*Records for the exercise*:
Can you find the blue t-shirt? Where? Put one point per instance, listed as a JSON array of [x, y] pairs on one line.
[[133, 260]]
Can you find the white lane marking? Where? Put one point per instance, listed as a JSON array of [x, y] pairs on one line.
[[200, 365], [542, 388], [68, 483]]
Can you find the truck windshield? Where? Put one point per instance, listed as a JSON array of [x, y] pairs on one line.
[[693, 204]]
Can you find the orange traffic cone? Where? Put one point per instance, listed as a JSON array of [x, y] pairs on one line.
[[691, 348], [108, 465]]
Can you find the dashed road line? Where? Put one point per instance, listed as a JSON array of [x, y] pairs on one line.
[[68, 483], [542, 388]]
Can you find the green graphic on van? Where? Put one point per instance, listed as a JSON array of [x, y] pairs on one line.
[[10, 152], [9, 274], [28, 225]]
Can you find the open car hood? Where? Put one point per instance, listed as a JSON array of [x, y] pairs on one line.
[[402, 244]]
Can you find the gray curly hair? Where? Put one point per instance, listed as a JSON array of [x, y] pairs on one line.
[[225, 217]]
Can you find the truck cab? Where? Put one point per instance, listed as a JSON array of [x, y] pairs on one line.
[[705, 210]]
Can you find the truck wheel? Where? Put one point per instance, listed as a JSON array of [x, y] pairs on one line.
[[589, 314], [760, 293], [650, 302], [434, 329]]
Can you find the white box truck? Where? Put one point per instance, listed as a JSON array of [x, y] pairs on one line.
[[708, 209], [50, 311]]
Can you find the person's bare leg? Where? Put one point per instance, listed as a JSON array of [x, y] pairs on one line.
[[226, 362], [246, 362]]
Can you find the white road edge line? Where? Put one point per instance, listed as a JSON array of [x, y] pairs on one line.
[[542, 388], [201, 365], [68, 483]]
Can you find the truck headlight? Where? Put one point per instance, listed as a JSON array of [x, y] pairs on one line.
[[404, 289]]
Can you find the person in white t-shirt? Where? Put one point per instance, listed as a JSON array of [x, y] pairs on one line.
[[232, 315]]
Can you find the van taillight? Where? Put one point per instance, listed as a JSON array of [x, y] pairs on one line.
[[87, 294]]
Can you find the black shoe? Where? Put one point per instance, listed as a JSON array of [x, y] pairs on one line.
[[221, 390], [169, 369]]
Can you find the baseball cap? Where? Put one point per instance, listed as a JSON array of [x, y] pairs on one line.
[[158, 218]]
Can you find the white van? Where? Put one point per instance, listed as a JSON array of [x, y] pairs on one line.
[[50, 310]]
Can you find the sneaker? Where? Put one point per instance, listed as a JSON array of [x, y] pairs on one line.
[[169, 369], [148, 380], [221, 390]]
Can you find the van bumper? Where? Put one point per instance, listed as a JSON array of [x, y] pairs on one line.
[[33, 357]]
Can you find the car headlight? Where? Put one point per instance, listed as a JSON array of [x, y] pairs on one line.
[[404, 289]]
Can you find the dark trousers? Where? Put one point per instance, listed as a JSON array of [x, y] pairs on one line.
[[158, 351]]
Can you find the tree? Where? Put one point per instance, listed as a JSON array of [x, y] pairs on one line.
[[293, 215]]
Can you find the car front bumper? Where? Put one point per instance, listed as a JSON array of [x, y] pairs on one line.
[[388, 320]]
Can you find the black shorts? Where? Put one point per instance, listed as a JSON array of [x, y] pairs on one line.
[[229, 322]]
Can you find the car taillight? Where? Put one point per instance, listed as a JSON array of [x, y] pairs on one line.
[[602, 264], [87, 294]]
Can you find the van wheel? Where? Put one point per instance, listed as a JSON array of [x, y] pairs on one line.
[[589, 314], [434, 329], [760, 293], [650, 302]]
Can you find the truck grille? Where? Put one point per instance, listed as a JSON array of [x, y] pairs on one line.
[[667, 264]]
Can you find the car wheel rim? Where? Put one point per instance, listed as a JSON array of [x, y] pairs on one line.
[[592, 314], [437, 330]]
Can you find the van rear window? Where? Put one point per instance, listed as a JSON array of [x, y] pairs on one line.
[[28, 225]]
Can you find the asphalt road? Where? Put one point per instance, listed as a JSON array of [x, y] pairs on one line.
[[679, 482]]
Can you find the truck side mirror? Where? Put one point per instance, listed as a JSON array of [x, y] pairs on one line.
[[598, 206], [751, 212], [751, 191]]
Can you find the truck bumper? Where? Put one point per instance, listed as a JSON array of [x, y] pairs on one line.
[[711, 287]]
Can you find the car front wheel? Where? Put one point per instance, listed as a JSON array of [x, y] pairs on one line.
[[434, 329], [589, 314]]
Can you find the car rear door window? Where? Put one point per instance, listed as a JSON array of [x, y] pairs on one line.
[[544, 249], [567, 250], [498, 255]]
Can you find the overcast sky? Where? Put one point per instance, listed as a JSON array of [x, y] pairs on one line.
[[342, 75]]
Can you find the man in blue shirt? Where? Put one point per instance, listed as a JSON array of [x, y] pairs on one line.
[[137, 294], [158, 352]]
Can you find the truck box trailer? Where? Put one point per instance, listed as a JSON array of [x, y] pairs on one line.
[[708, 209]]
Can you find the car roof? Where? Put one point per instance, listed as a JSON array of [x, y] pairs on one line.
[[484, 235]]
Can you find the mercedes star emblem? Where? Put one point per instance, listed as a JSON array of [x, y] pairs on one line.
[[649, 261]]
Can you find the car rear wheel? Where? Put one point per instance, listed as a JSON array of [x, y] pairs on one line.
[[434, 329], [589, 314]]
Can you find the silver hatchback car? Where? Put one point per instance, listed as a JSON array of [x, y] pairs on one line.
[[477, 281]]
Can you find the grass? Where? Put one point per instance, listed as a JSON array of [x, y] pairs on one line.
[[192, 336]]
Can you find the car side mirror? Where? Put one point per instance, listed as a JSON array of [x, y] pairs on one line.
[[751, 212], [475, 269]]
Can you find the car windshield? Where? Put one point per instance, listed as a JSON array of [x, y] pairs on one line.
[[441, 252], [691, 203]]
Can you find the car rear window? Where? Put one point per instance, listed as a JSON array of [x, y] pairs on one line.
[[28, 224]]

*Short exercise*: Please give all the records above as a numbered list, leaving out any blank lines.

*Solution to this problem*:
1. Can you find the blue t-shirt? Where? Put one point per instance, listed as a JSON array of [x, y] pairs on one line.
2. [[133, 260]]
3. Can you find the white lane marking? Where? Put one point per instance, listed as a JSON array of [x, y] pairs on one line.
4. [[200, 365], [542, 388], [68, 483]]
5. Can you find the truck windshield? Where? Put one point per instance, listed as a JSON array of [x, y] pairs on one line.
6. [[693, 204]]
7. Can you find the orange traffic cone? Where? Put one point per instance, listed as a JSON array of [x, y] pairs on one line.
8. [[691, 348], [108, 465]]
9. Can you find the dashed road line? Where? Put one point per instance, listed as a JSON array of [x, y] pairs on one line.
10. [[68, 483], [542, 388]]
11. Can you find the green graphic on van? Where? Put one point per instance, listed as a JSON array of [x, y] pairs on one line.
12. [[10, 152], [9, 274], [28, 225]]
13. Can you find the open car hood? Where? Put one point per instance, listed as a JSON array of [x, y] pairs on one line.
14. [[402, 244]]
15. Can you find the gray curly hair? Where? Put one point per instance, listed as a JSON array of [x, y] pairs on one line.
16. [[225, 217]]
17. Can you find the truck cab? Where? Put one point per instance, listed as a JSON array of [x, y] pairs on one line.
18. [[705, 210]]
19. Can you find the truck wheel? Where? Put one point per instance, listed as a JSON array of [x, y] pairs on one line.
20. [[589, 314], [760, 293], [650, 302], [434, 329]]
21. Can you find the white box truck? Where? Put one point per instance, listed as a JSON array of [x, y] pairs on one line.
22. [[708, 209], [50, 311]]
23. Can you find the person's bare leg? Where? Put one point per instance, listed as a JSON array of [x, y] pairs on one line.
24. [[226, 362], [246, 362]]
25. Can you find the white road edge line? Where? Put one point per instance, listed as a JSON array of [x, y] pairs on one line.
26. [[542, 388], [201, 365], [68, 483]]
27. Can you find the truck headlight? Where? Put one point per instance, listed as a JSON array of [x, y] pairs on one line.
28. [[404, 289]]
29. Can you find the person in white t-shirt? Where? Put one point per instance, listed as a JSON array of [x, y] pairs on one line.
30. [[232, 315]]
31. Can you find the van taillight? Where? Put one point per instance, listed as a JSON array of [x, y] pairs on one line.
32. [[87, 294]]
33. Can you find the black shoe? Where? Put one point per instance, listed as a JSON array of [x, y] pairs on one line.
34. [[221, 390], [169, 369]]
35. Can you find the baseball cap? Where? Put one point per instance, listed as a JSON array of [x, y] pairs on one line.
36. [[158, 218]]
37. Can you find the white van? Where? Put one point per instance, listed as a JSON array of [x, y] pairs on one line.
38. [[50, 310]]
39. Can you find the sneaker? Where? Put one point per instance, listed as a JSON array of [x, y] pairs on one line.
40. [[169, 369], [148, 380], [221, 390]]
41. Can you find the van bumper? Where? Put one point per instance, listed as a JSON array of [x, y] pairs on one line.
42. [[33, 357]]
43. Can you find the car headlight? Where? Put one point per instance, listed as a JSON array of [x, y] pairs on one line.
44. [[404, 289]]
45. Can you find the dark trousers? Where? Put one point per instance, listed as a JSON array of [x, y] pairs on one line.
46. [[158, 351]]
47. Can you find the tree? Where? Put one point per instance, listed as a JSON array of [x, y] pairs on one line.
48. [[293, 215]]
49. Can you find the car front bumper? Where? Put one point per instance, listed as a JSON array of [x, y] pairs on one line.
50. [[388, 320]]
51. Can you find the black shorts? Where? Put one point per instance, listed as a JSON array of [x, y] pairs on one line.
52. [[229, 322]]
53. Can you find the car taillight? Where? Put one point per instance, listed as a JSON array of [x, y] pairs on one line.
54. [[602, 264], [87, 294]]
55. Can you find the van wheel? Where? Put one point per instance, listed as a JSON array of [x, y] pairs on one line.
56. [[589, 314], [434, 329], [760, 293], [650, 302]]
57. Can you find the truck grille? Where? Put one point per instance, listed as a JSON array of [x, y] pairs on one line.
58. [[667, 264]]
59. Can you find the car wheel rim? Where? Put one point per instance, listed as a JSON array of [x, y] pairs on one line.
60. [[592, 314], [437, 330]]
61. Can you find the van rear window? Where? Put one point per instance, listed as a JSON array of [x, y] pairs on one line.
62. [[28, 225]]
63. Can you find the asphalt road? Where? Put one point per instance, listed as a JSON array of [x, y] pairs on one line.
64. [[679, 482]]
65. Can you find the truck side mirror? Where? Put one point per instance, listed as a JSON array of [x, y] pairs on one line.
66. [[598, 206], [751, 212], [751, 191]]
67. Can you find the truck bumper? Where? Put one point per instance, listed as a JSON array of [x, y] pairs on one line.
68. [[711, 287]]
69. Can you find the car front wheel? Where? Put one point per instance, listed as a JSON array of [x, y] pairs on one line.
70. [[434, 329], [589, 314]]
71. Can you find the car rear door window? Where? Put one point per instance, listed as a JSON array of [x, y] pairs on one line.
72. [[544, 249], [567, 250], [498, 255]]
73. Can you find the overcast sky? Where? Put one point per instance, listed as a JSON array of [x, y] pairs on one line.
74. [[342, 75]]
75. Can you find the man in blue shirt? Where? Put one point per instance, listed as a JSON array of [x, y] pairs on one line.
76. [[137, 294], [158, 352]]
77. Can you find the truck box trailer? Where? Put one point per instance, listed as a JSON array of [x, y] pairs on one line.
78. [[708, 209]]
79. Can you find the car roof? Where? Put one point per instance, listed as a JSON array of [x, y] pairs on one line.
80. [[484, 235]]
81. Can you find the mercedes star emblem? Where? Put one point per instance, listed as a JSON array of [x, y] pairs on one line.
82. [[649, 261]]
83. Can you find the car rear wheel? Where? Put one point per instance, listed as a JSON array of [x, y] pairs on one line.
84. [[434, 329], [589, 314]]
85. Can you find the silver hatchback car? Where? Put one point per instance, listed as a JSON array of [x, y] pairs on one line.
86. [[477, 281]]
87. Can you find the grass? Where? Put one point per instance, listed as a JSON array of [x, y] pairs on one line.
88. [[192, 336]]
89. Can you find the car side mirror? Where? Put one point per instance, listed as a JSON array of [x, y] pairs on one line.
90. [[751, 212], [475, 269]]
91. Can you find the car windshield? Where? Put one point per instance, listed as a JSON array of [x, y] pairs on one line.
92. [[441, 252], [691, 203]]
93. Can you find the car rear window? Where? Put one point per instance, listed as a JSON array of [x, y] pairs on one line.
94. [[28, 224]]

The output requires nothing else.